Reading text:
= = = = = = =
Author Topic: Metadata: What you might miss. (Read 1869 times)

kenjoe41 · « **on:** September 06, 2014, 07:51:57 pm »

For every single file that touches the filesystem, it travels with it a tremendous amout of artifacts.
One of these is the metadatawhich can be both for a specific file or from the filesystem.
Analysis of the file can be through content identification and metadata extraction.
Content identification is the process of determining or verifying what a specific file is; contents and stuff.
Metadata extraction is the retrieval of any embedded metadata that may be present in a given file; and this is going to be our focus in this tutorial.

METADATA EXTRACTION:
metadata are information stored within the file itself that provide some possibly interesting but otherwise nonessential information about the file. Many tools;exiftool, exiv2, hachoir-metadata, et-la,are used to view it.
All files can include filesystem MAC [modified, access,creation] times.

IMAGES:
These are file that contain data to be rendered as graphics.
There are 3 types of metadata in image file;
-EXIF (Exchangeable Image File Format) was developed to embed information about the device capturing the image (typically a camera) into the image itself.
-IPTC was designed originally to embed information about images used by newspapers and news agencies.
-XMP is the XML-based "eXensible Metadata Platform" developed by Adobe in 2001.
JPEG: Is rich with all forms of metadata as above plus the JFIF metadata. Other image formats are scarce with metadata since they are mostly computer generated like GIF, PNG and TIFF.
= = = = = = =
Data section:
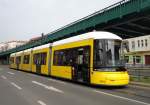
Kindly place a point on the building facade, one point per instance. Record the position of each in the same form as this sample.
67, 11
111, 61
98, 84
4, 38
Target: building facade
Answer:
138, 52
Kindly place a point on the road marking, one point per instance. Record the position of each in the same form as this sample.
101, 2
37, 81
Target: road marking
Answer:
41, 102
48, 87
57, 81
124, 98
15, 85
4, 77
11, 73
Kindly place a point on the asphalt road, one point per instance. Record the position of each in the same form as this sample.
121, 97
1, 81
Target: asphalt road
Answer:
21, 88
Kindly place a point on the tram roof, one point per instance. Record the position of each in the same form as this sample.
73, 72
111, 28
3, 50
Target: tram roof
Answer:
42, 46
13, 54
27, 50
89, 35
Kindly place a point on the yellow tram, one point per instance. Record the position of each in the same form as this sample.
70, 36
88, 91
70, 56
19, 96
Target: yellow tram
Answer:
93, 58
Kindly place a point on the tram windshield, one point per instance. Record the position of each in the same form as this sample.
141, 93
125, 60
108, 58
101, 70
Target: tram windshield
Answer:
107, 54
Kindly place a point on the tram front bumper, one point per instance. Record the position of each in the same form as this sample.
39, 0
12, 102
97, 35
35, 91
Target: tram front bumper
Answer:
110, 78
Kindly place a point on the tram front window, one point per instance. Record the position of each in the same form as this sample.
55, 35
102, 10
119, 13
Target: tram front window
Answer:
107, 55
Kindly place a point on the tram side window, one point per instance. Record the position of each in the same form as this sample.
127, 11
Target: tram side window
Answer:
18, 60
43, 58
68, 57
62, 57
40, 58
11, 60
26, 59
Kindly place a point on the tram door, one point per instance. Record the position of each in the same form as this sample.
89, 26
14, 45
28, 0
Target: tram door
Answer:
18, 60
38, 63
81, 68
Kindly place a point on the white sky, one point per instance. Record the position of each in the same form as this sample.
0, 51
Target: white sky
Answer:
25, 19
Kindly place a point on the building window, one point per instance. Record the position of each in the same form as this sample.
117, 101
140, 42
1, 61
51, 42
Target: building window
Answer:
142, 43
138, 43
133, 44
138, 59
146, 42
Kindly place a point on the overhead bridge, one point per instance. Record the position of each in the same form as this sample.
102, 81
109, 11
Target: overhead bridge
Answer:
127, 18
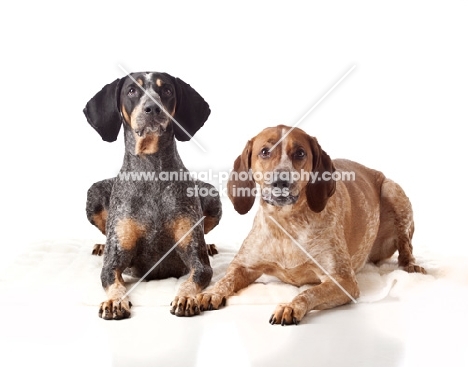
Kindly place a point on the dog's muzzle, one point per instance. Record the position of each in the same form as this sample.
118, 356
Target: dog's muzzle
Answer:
280, 192
152, 119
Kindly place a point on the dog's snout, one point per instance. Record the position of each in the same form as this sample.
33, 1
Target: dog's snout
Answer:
152, 108
281, 184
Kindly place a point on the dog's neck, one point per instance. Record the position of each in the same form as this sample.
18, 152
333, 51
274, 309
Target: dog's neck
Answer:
165, 158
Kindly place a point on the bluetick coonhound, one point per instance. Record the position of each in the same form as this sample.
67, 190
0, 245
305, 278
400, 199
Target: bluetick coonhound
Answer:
144, 219
341, 224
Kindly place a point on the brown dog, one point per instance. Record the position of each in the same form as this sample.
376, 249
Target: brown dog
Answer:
311, 228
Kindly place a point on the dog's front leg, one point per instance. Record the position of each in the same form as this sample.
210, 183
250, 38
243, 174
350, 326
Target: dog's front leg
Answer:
193, 252
320, 297
118, 253
237, 277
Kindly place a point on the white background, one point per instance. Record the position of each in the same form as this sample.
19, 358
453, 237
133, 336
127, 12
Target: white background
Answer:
258, 64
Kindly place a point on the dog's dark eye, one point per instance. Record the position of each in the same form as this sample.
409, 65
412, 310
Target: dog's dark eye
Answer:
300, 154
265, 153
167, 92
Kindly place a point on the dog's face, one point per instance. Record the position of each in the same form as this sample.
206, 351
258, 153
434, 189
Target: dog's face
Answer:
281, 172
147, 102
150, 103
283, 163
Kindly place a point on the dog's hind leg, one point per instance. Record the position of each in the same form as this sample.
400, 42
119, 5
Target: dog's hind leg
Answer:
396, 228
97, 206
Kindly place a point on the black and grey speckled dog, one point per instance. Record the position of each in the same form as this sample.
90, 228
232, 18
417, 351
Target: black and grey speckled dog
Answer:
143, 219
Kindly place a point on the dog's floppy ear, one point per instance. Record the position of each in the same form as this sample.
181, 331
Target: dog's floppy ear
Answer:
319, 191
241, 184
102, 111
191, 110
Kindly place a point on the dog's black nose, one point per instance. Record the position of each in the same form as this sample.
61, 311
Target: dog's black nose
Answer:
152, 109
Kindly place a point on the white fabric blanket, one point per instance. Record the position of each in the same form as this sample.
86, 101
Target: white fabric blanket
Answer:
66, 269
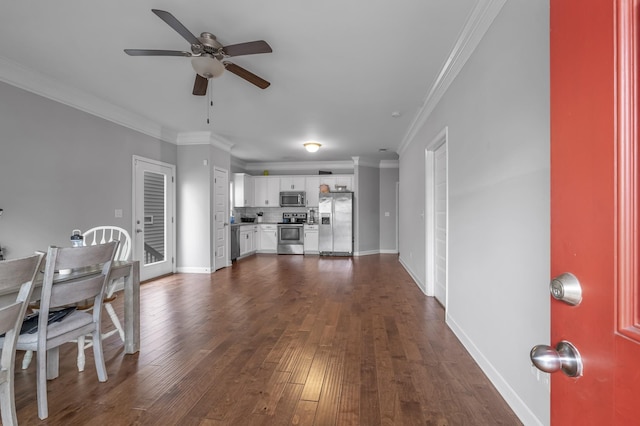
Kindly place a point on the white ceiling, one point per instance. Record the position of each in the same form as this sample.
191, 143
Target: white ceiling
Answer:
338, 70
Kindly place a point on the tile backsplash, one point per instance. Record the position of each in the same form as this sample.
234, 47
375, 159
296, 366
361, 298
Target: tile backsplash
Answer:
270, 214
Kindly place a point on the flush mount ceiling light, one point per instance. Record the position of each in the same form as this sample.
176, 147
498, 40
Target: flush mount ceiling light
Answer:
312, 146
207, 66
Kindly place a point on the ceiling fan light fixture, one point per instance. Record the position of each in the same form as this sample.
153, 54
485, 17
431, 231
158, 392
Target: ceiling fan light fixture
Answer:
207, 66
312, 146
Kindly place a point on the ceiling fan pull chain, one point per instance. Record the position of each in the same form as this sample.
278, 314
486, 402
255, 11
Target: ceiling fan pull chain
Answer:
209, 105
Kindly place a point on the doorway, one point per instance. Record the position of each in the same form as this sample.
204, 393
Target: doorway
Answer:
436, 217
221, 218
153, 217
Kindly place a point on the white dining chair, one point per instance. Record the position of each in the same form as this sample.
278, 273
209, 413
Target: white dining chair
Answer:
16, 277
91, 237
101, 235
66, 292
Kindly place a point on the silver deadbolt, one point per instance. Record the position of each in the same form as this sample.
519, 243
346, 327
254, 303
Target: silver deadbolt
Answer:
566, 288
564, 357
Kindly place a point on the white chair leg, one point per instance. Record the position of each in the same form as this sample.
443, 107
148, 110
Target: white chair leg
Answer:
41, 380
28, 355
7, 403
115, 320
81, 358
98, 356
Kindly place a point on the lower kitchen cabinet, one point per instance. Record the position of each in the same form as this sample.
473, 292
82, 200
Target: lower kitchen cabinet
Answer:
311, 239
268, 238
247, 239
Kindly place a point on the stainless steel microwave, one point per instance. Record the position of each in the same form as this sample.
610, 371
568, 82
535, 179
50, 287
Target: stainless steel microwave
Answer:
293, 199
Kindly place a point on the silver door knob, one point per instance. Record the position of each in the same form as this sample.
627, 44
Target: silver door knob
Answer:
566, 288
563, 357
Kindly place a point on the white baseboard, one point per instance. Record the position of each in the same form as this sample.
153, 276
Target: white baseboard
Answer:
193, 270
510, 396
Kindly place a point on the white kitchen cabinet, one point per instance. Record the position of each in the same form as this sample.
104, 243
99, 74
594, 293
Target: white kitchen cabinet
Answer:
312, 189
292, 183
311, 239
243, 192
247, 239
333, 180
267, 191
268, 238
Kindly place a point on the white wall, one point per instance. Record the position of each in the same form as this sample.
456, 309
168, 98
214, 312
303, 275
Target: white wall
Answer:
61, 168
497, 115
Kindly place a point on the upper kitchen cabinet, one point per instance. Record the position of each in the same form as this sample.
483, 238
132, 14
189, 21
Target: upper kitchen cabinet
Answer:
292, 183
267, 191
243, 192
339, 180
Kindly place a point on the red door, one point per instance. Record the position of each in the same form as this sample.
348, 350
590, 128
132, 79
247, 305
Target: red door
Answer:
593, 207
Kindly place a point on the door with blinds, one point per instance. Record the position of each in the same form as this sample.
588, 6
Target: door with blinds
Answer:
154, 212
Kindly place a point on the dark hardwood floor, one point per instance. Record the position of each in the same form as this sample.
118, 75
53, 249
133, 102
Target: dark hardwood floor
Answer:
277, 340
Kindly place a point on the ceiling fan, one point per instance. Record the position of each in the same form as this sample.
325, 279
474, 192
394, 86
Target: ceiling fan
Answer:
208, 55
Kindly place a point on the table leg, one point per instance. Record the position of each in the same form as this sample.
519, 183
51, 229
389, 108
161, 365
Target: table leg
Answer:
132, 309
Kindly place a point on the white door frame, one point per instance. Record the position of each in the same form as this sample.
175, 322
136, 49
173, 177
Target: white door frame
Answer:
171, 209
430, 217
224, 220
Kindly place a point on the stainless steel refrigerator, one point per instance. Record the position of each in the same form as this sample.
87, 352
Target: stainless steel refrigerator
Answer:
335, 225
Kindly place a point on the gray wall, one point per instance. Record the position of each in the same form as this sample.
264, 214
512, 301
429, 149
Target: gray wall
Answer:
61, 168
497, 115
367, 210
388, 204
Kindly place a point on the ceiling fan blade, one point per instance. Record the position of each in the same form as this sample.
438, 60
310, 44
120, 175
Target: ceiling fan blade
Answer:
173, 22
152, 52
247, 75
249, 48
200, 86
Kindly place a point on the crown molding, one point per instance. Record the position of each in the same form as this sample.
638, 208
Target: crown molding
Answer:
204, 138
300, 165
389, 164
193, 138
237, 163
47, 87
365, 162
475, 28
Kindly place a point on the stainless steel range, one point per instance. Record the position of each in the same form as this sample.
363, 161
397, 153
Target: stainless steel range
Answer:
291, 233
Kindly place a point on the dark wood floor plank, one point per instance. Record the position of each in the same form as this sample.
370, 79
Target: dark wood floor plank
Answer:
278, 340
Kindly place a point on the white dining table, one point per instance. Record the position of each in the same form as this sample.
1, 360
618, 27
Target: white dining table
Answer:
130, 271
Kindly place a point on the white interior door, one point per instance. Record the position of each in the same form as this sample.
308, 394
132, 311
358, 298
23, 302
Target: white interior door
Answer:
153, 221
440, 223
221, 217
436, 218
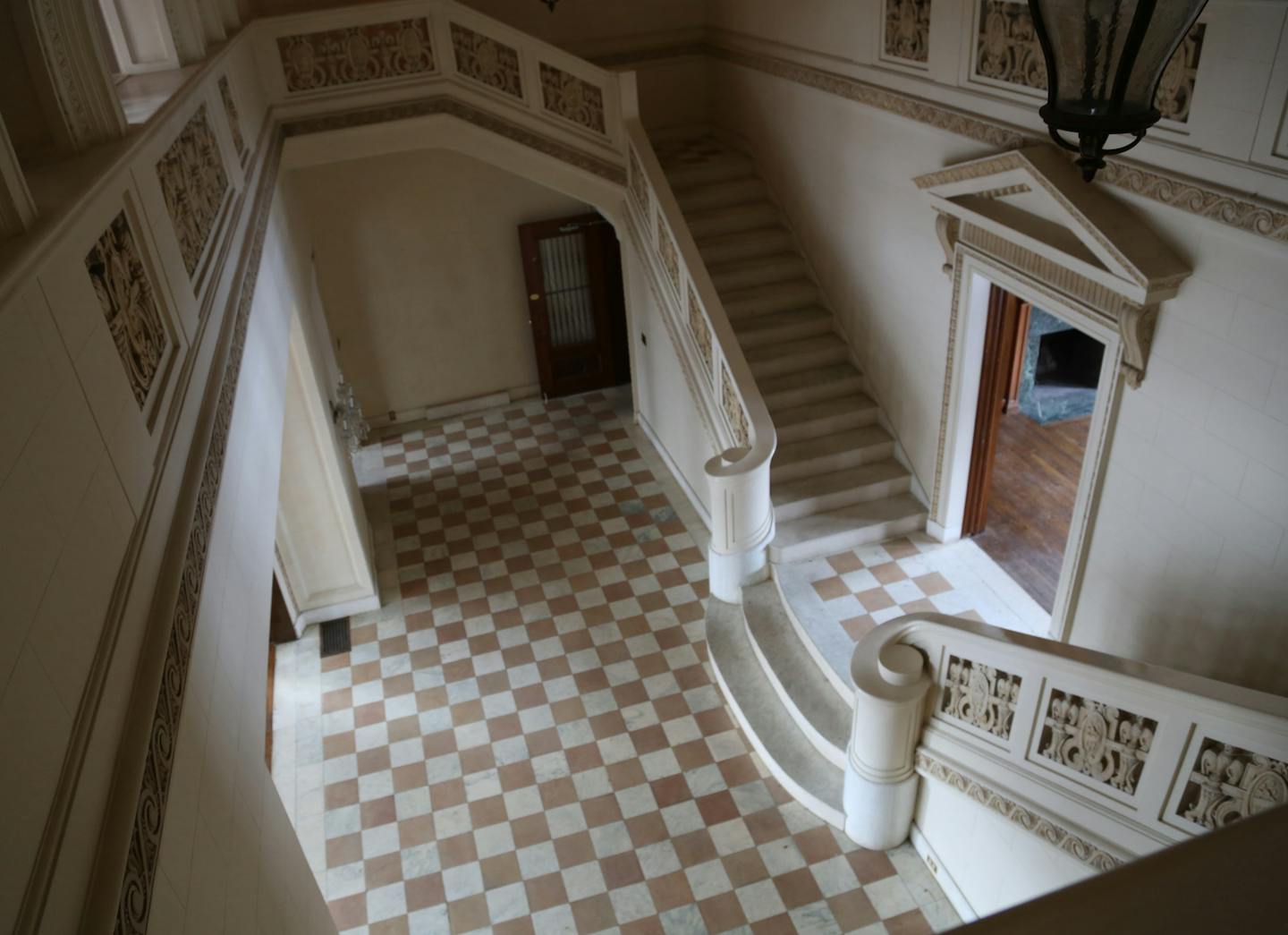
= = = = = = =
What to work on:
a: According to the metadata post, who developed XMP, and in what year?
b: Reproduce the metadata post from "One of these" up to and including "rendered as graphics.".
c: Resume the metadata post from the point where it stops.

Task results:
a: Adobe developed XMP in 2001.

b:
One of these is the metadatawhich can be both for a specific file or from the filesystem.
Analysis of the file can be through content identification and metadata extraction.
Content identification is the process of determining or verifying what a specific file is; contents and stuff.
Metadata extraction is the retrieval of any embedded metadata that may be present in a given file; and this is going to be our focus in this tutorial.

METADATA EXTRACTION:
metadata are information stored within the file itself that provide some possibly interesting but otherwise nonessential information about the file. Many tools;exiftool, exiv2, hachoir-metadata, et-la,are used to view it.
All files can include filesystem MAC [modified, access,creation] times.

IMAGES:
These are file that contain data to be rendered as graphics.

c:
AUDIO:
Data that imparts sound when decoded properly.
1.WAV(Waveform Audio File Format): WAV audio is stored inside of a RIFF container which supports INFO chunks with various metadata. And can also contain XMP tags. Take note of app used to create, date of creation and Author.
2.MPEG-3/MP3(Moving Picture Experts Group): MP3 contains two metadata types; ID3v1 and ID3v2. ID3v1 has 128bytes of appended metadata and 227bytes when extended. Size in ID3v2 is unrestricted. For both ID3 versions, ID3v2 tool, exiftool and hachoir-metadata can extract them.
3.MPEG-4 Audio(AAC/M4A) and ASF/WMA: Also contain ID3 tags and mild metadata respectively.

VIDEO:
Data that decode into a sequence of moving images.
Video formats can contain XMP tags, INFO chunks and other video specific metadata plus ofcourse the MAC times.

ARCHIVES:
These are container files designed to hold other files, apply compression and sometime encryption to contained files. Some archive types may retain information from their system of origin, including UID and GID information from Unix-like systems.
1.ZIP: We can use the hachoir-urwid, unzip command to retrieve information about the content of a ZIP archive without actually extracting.

Code: (sh) [Select]

$ unzip -v file.zipThis can be good to examine file modification dates embedded in the archive.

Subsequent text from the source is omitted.